DATA SHOWN ▸
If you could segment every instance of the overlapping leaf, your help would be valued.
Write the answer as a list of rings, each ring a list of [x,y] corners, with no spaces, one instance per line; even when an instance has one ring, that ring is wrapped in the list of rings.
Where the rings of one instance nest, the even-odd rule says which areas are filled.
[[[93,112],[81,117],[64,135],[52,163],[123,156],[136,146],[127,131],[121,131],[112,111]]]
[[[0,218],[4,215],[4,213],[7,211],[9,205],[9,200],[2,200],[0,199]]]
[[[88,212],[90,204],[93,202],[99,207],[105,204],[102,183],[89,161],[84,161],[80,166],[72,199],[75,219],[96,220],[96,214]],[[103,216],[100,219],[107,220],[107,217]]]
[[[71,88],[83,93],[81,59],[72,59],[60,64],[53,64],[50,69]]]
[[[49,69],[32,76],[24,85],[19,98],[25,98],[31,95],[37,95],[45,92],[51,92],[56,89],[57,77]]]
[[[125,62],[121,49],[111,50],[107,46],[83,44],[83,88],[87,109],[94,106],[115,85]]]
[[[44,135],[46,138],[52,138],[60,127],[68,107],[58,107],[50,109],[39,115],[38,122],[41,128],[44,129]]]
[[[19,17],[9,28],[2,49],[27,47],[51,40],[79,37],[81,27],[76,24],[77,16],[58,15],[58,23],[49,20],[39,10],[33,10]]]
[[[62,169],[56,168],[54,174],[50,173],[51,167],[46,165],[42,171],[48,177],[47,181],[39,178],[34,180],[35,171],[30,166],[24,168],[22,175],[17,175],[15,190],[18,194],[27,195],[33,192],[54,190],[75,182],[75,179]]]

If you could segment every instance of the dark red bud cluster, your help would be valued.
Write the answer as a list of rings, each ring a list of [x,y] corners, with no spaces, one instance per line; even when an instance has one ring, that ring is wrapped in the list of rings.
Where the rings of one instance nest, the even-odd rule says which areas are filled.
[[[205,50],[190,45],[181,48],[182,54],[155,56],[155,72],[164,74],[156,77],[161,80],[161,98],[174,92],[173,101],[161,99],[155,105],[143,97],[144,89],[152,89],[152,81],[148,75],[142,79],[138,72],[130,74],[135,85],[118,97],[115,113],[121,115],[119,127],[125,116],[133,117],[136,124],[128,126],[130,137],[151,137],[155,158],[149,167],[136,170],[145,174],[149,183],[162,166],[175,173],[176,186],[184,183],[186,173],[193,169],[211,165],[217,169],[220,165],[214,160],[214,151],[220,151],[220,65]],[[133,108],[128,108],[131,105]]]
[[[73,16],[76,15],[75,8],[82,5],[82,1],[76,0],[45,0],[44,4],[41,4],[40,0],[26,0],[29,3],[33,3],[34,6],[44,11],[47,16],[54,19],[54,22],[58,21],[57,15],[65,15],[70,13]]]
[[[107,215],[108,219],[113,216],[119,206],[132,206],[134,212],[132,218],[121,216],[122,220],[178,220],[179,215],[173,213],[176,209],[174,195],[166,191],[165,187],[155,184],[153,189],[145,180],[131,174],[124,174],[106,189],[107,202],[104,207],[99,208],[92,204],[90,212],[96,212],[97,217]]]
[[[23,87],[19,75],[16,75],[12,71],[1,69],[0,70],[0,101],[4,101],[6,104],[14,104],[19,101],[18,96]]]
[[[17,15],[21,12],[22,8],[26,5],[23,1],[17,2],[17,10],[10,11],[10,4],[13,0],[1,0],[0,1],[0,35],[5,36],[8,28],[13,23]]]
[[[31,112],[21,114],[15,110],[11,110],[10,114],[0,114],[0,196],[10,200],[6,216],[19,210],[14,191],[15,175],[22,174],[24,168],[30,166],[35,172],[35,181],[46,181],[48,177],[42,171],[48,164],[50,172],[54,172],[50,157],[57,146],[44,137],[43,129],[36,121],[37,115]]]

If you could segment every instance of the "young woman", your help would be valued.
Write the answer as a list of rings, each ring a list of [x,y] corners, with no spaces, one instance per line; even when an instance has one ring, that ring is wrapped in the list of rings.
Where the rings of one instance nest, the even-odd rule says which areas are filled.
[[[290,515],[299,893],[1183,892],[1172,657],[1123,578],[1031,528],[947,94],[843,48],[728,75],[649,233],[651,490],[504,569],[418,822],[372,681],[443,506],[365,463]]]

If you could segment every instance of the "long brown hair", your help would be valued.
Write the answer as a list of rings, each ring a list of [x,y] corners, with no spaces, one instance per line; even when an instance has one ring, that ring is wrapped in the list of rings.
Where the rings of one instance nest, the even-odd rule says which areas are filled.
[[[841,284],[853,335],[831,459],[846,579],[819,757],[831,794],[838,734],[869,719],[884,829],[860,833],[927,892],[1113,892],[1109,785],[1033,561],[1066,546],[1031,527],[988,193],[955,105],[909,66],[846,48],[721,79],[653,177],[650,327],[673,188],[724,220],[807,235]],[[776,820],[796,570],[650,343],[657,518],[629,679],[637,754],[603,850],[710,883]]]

DIRECTIONS ▸
Locate each line in the listing above that contains the word "could", where uppercase and lowercase letters count as different, and copy every such line in full.

RESPONSE ▸
If you could segment every instance of the overlapping leaf, your help would be valued.
If you could segment every instance of the dark red bud cluster, your help would be valued.
If you could segment every instance of the "young woman", your help would be valued.
If you could segment every instance of the "long brown hair", your help would be valued.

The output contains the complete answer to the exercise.